[Image region labeling entries]
:::

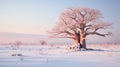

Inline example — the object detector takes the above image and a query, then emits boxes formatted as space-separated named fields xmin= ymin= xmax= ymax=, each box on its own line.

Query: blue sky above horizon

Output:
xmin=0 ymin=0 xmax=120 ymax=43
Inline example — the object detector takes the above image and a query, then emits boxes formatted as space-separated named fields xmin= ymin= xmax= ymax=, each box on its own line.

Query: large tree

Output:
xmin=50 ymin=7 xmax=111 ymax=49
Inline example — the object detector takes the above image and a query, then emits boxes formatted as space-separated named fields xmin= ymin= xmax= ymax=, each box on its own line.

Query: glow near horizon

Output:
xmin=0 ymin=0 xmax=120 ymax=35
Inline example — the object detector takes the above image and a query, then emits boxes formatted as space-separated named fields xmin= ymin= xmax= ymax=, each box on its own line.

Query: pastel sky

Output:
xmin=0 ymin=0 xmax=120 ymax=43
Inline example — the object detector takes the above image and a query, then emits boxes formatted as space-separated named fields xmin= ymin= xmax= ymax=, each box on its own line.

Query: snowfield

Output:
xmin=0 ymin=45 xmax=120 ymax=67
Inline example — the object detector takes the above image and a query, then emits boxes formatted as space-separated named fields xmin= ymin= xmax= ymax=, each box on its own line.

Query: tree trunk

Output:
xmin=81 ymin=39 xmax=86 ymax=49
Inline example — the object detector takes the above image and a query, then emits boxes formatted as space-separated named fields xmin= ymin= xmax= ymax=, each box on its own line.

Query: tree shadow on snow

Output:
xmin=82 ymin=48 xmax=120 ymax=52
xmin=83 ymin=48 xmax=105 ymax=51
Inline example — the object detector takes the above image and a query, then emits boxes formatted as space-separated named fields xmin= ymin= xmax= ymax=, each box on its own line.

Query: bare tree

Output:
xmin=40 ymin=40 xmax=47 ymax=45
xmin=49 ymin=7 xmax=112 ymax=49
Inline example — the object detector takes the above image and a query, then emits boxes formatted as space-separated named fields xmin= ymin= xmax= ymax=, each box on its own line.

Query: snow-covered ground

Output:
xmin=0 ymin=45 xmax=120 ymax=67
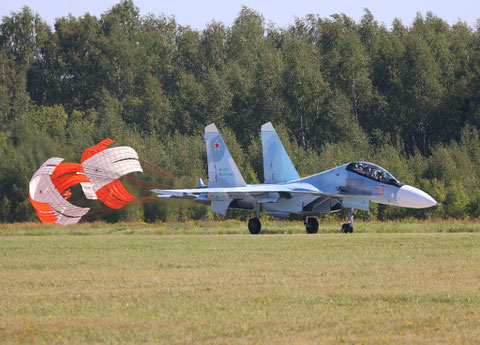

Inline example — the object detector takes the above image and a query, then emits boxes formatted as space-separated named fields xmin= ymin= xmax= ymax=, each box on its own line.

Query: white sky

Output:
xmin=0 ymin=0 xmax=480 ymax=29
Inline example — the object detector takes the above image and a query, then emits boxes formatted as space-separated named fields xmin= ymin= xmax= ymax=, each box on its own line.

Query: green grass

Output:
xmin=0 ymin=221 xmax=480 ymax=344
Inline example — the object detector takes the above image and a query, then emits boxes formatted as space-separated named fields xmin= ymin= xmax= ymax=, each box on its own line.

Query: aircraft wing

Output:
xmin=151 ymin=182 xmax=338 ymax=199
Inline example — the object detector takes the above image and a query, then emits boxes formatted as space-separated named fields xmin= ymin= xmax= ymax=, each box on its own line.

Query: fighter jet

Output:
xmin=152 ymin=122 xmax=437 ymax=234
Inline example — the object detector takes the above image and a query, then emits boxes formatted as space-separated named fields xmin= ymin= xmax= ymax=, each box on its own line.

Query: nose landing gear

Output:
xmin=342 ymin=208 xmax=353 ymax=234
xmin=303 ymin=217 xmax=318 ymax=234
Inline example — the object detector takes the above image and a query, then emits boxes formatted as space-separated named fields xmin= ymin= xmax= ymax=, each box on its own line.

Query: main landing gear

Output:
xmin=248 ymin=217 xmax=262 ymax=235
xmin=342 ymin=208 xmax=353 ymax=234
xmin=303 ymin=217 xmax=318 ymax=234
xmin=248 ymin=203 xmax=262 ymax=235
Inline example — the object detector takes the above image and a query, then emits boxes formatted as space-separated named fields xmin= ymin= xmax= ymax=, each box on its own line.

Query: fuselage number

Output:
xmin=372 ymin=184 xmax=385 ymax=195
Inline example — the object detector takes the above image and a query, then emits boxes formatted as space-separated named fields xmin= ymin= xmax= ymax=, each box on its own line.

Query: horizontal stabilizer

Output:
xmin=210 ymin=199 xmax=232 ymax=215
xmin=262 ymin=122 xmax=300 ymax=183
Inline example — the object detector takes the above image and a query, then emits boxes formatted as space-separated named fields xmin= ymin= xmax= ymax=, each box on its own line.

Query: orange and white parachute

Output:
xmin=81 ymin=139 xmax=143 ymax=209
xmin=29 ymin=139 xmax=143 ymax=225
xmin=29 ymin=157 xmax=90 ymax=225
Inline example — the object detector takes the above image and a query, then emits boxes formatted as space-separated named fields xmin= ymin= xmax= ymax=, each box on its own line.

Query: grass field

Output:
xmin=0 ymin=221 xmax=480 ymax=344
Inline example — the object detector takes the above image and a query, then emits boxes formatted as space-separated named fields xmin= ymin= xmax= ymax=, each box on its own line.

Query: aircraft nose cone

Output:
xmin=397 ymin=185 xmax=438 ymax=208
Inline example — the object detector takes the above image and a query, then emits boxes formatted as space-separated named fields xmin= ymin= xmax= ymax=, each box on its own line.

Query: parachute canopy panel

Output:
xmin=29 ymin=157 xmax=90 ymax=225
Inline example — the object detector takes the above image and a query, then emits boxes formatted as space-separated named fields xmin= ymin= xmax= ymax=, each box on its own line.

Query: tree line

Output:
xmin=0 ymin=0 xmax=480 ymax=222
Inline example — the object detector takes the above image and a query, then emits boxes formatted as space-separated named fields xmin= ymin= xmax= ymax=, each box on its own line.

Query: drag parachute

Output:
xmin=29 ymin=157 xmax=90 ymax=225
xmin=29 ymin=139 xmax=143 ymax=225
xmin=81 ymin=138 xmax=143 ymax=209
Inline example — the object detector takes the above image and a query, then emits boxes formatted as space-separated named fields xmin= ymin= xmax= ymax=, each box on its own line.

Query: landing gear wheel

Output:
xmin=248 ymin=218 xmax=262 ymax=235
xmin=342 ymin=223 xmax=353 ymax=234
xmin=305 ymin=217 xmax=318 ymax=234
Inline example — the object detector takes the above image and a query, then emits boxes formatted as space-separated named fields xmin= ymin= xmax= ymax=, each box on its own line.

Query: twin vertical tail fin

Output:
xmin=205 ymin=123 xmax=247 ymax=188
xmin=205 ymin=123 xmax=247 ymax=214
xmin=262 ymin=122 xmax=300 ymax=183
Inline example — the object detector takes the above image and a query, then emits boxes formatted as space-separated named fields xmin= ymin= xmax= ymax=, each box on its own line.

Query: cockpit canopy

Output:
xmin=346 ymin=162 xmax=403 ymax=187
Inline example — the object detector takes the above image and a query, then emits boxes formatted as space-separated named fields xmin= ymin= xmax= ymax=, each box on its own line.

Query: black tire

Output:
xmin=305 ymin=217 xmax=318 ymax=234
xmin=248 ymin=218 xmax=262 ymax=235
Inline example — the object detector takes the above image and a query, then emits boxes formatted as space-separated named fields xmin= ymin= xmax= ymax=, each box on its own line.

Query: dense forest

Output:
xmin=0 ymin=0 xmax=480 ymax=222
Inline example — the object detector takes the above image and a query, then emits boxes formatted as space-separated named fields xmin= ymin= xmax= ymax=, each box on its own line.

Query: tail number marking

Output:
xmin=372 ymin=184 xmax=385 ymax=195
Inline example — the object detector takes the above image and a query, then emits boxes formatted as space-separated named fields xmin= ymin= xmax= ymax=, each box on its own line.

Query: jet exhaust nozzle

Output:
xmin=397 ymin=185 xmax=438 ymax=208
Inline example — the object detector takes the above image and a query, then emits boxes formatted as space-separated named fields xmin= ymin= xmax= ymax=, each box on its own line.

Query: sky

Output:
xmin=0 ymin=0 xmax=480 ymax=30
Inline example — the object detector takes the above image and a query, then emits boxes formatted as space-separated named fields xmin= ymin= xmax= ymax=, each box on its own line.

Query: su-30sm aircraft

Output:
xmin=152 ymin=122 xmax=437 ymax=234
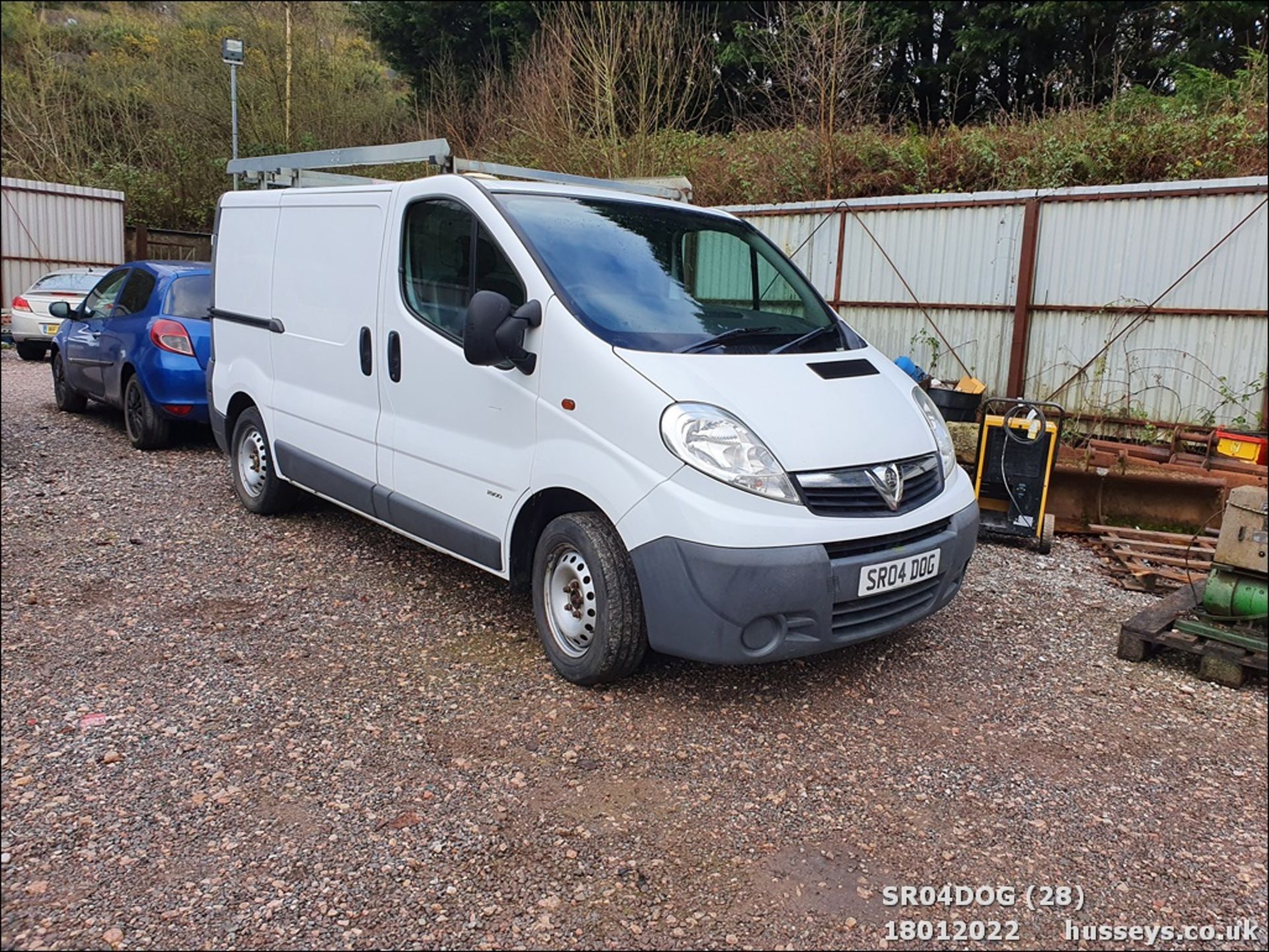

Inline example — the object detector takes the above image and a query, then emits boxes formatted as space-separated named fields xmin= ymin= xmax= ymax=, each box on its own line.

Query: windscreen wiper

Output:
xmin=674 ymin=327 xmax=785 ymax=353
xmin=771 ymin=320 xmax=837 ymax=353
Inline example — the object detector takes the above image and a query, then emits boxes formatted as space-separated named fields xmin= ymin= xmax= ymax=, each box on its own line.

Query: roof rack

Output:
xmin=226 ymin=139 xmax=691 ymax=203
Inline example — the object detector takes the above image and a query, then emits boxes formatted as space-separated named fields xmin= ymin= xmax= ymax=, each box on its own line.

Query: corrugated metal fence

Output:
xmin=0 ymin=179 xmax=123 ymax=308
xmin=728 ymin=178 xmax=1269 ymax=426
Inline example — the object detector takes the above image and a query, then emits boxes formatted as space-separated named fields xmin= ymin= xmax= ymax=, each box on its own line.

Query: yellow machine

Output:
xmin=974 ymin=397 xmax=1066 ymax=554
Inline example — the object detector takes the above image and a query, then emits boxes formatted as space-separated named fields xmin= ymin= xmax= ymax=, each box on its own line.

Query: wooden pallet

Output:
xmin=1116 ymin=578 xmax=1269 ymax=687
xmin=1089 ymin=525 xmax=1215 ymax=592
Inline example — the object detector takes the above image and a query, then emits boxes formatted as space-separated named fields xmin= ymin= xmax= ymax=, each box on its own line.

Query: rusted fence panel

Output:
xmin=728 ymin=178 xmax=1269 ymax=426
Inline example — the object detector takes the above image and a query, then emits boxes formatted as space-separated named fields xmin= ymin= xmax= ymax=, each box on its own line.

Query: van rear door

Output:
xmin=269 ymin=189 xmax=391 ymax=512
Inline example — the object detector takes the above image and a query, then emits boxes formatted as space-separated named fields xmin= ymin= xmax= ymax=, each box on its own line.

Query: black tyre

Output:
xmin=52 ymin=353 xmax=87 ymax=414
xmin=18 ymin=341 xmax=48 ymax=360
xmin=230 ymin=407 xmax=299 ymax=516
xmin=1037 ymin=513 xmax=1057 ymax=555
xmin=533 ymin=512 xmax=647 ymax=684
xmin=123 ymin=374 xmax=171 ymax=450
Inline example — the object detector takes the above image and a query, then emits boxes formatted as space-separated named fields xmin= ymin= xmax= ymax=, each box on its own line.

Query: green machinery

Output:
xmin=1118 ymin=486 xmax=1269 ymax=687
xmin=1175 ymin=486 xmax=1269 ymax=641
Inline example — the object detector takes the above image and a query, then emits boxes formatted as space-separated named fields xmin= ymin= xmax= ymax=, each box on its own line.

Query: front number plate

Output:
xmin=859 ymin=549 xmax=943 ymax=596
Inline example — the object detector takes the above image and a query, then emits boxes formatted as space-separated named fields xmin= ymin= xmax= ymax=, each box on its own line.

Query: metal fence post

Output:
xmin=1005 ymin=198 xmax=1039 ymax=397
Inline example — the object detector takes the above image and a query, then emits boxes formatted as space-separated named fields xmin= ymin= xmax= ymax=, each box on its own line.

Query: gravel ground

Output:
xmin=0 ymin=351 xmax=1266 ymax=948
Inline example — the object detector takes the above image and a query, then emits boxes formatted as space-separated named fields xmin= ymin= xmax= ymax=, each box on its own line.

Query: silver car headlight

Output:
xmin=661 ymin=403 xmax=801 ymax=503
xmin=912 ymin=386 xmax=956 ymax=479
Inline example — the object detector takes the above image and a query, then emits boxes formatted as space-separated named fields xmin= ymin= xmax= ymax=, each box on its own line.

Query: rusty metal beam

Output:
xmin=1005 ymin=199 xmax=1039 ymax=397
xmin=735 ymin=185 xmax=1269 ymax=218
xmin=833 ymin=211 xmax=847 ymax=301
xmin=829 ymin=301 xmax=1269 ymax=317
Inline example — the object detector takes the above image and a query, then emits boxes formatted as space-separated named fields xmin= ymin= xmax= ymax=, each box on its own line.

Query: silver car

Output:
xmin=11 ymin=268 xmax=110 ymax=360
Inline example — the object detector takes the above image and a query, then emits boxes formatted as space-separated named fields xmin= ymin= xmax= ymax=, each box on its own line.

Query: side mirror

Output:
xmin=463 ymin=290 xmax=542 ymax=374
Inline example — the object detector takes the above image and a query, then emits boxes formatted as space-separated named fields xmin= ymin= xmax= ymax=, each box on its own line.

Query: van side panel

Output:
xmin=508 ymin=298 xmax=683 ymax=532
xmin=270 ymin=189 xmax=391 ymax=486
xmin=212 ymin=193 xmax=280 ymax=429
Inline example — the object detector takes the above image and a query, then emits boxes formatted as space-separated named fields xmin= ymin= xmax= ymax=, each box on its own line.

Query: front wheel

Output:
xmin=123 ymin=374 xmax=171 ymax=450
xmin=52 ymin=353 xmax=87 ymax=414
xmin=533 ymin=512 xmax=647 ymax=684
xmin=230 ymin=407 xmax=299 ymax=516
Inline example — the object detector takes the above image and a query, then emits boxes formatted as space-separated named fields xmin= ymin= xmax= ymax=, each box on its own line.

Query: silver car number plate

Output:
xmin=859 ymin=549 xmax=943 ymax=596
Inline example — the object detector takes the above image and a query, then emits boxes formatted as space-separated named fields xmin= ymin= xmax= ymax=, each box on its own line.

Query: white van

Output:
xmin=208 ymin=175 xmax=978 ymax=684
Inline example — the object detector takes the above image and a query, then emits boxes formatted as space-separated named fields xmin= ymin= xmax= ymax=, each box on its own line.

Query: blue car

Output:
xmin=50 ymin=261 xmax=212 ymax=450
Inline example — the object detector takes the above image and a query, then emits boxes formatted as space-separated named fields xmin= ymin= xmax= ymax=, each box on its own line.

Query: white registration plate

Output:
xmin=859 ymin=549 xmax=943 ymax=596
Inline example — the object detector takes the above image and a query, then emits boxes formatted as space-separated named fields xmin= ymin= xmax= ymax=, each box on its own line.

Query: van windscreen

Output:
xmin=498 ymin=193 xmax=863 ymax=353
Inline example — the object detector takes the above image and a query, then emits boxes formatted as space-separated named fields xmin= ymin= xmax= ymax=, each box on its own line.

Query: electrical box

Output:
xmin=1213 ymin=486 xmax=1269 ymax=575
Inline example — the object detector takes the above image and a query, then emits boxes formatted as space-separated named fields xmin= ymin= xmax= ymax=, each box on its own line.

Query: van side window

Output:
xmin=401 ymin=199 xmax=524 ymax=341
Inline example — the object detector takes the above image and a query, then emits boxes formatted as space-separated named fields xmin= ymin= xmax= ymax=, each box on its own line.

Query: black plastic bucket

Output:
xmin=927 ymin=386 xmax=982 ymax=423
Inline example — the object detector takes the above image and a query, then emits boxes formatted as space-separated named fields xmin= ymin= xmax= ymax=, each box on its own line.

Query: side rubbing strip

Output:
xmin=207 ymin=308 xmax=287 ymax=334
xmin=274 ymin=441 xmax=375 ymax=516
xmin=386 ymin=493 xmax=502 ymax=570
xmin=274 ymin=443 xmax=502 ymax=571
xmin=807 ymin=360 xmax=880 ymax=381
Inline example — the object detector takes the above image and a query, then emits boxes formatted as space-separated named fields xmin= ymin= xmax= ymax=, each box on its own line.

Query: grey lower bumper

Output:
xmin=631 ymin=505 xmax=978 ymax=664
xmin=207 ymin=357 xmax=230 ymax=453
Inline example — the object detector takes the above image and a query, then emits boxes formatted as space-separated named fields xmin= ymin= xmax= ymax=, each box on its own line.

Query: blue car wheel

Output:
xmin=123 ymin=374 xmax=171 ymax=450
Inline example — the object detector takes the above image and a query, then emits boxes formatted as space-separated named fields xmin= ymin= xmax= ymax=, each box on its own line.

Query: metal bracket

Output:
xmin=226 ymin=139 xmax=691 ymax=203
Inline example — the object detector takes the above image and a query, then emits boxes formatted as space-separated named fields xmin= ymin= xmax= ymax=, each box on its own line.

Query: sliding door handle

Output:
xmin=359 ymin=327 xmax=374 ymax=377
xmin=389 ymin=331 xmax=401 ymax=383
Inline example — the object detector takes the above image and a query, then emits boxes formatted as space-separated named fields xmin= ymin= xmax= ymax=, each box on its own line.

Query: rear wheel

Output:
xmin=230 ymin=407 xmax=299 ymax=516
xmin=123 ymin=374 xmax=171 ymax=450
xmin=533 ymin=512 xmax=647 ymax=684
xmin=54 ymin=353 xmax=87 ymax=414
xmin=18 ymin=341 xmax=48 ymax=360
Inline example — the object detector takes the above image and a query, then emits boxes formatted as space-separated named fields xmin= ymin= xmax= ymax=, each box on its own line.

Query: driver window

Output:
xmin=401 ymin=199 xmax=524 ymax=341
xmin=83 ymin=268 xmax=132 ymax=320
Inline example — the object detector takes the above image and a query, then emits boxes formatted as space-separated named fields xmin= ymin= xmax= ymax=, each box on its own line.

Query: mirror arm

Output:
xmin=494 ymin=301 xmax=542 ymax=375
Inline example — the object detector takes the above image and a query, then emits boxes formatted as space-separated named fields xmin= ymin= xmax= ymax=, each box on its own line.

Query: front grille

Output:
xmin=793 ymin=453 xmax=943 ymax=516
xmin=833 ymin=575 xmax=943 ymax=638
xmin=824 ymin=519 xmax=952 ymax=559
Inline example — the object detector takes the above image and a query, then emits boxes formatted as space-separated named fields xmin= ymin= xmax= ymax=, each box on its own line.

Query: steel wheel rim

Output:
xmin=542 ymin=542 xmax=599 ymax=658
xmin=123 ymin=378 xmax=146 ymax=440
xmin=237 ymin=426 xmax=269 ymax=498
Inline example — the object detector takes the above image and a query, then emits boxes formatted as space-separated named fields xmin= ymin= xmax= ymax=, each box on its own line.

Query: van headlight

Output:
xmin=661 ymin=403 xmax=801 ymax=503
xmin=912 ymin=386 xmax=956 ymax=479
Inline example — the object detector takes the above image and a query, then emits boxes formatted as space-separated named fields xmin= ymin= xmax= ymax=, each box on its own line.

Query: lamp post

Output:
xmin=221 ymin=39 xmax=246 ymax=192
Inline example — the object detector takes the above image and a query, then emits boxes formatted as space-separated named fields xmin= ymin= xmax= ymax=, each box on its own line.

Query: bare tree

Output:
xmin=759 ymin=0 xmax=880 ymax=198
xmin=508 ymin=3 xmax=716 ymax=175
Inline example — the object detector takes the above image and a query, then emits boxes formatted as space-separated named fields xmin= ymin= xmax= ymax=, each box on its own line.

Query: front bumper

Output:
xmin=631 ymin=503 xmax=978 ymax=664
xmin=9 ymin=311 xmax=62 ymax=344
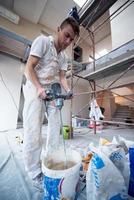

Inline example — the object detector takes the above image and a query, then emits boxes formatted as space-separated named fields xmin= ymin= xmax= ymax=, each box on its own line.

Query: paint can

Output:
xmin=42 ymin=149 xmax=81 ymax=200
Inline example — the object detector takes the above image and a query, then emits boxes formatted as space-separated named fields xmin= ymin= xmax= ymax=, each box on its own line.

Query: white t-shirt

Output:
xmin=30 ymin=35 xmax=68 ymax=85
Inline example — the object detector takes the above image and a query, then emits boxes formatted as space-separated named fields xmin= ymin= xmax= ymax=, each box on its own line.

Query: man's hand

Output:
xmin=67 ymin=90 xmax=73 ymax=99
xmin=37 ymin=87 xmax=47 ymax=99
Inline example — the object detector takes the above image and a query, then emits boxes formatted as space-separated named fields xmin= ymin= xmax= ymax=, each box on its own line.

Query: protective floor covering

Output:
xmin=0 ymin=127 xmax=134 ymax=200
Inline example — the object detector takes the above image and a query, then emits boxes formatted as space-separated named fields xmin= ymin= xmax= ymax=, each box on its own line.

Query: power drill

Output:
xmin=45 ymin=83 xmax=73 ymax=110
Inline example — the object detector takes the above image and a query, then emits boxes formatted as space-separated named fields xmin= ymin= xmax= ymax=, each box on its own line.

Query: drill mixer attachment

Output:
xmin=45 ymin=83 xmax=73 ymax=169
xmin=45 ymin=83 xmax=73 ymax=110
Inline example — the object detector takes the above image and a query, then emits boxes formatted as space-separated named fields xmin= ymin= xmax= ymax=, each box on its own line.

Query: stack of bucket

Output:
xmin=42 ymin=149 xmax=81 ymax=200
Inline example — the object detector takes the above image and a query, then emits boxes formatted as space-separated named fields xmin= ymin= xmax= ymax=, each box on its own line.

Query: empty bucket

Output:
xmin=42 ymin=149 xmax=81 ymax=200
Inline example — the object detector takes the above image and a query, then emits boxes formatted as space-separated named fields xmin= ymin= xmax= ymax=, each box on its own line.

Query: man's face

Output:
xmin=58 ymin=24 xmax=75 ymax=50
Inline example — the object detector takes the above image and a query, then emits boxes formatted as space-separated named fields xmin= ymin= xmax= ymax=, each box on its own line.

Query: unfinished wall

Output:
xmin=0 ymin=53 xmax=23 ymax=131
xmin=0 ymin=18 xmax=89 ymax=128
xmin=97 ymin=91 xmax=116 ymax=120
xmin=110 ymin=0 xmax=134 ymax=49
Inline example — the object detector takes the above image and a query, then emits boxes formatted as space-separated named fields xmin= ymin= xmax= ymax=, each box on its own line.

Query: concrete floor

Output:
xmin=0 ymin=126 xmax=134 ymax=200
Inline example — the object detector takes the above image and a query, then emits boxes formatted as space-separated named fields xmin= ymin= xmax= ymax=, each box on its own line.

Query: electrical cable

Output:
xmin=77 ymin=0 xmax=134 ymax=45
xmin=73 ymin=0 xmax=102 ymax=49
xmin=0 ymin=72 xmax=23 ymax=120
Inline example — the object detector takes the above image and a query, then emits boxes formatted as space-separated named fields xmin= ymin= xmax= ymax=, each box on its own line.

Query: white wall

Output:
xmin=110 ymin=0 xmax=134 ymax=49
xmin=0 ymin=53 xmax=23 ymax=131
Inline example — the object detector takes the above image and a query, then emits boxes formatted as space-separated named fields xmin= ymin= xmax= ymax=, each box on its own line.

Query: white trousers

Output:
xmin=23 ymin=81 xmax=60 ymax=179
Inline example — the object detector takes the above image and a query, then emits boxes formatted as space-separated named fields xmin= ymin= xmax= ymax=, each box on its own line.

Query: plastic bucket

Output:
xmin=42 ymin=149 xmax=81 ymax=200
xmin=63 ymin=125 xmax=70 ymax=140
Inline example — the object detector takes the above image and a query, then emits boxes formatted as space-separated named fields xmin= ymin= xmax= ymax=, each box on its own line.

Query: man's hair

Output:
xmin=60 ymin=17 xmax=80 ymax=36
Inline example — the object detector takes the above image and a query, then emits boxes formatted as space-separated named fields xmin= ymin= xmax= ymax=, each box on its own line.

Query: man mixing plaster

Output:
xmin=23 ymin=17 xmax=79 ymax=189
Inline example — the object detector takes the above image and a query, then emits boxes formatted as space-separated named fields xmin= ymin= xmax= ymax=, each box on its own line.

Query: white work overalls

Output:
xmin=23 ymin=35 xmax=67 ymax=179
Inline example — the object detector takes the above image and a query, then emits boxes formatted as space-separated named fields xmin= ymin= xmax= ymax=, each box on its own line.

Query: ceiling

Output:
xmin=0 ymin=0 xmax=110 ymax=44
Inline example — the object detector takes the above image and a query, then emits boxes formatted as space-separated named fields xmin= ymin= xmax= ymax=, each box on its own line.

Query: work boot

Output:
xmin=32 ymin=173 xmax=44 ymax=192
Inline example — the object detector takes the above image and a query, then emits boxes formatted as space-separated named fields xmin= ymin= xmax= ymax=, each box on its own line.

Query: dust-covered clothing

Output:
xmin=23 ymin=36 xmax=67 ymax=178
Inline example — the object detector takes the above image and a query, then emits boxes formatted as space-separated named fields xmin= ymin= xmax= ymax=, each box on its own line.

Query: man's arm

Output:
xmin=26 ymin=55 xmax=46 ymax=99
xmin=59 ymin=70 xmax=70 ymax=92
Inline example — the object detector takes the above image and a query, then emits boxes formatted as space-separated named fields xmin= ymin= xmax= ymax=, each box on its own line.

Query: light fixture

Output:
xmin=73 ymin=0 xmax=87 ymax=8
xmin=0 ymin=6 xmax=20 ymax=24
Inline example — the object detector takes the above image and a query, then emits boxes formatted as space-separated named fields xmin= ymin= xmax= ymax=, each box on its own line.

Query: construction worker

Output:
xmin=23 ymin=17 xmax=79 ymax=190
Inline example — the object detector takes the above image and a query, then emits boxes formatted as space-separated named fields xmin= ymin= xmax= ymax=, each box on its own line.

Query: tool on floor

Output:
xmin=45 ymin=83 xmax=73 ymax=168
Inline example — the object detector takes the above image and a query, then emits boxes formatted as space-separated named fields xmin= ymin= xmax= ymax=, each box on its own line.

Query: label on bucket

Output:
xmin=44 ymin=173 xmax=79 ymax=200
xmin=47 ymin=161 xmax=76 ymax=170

:::

# WHAT TO PRODUCE
Please copy the material from its beginning through the line containing "xmin=0 ymin=0 xmax=120 ymax=35", including that line, and leave out the pictures.

# SOLUTION FOR THIS PROBLEM
Inline example — the object detector takes the above image and a query, then emits boxes formatted as space-separated named fields xmin= ymin= xmax= ymax=, each box on its own line.

Query: blue sky above horizon

Output:
xmin=0 ymin=0 xmax=120 ymax=43
Inline example — the object detector takes the above image and a query, then emits boxes formatted as space-separated named fields xmin= ymin= xmax= ymax=, each box on its own line.

Query: large tree

Output:
xmin=50 ymin=7 xmax=111 ymax=49
Inline example — the object detector takes the above image and a query, then emits boxes formatted as space-separated named fields xmin= ymin= xmax= ymax=, each box on its own line.

Query: glow near horizon

Output:
xmin=0 ymin=0 xmax=120 ymax=35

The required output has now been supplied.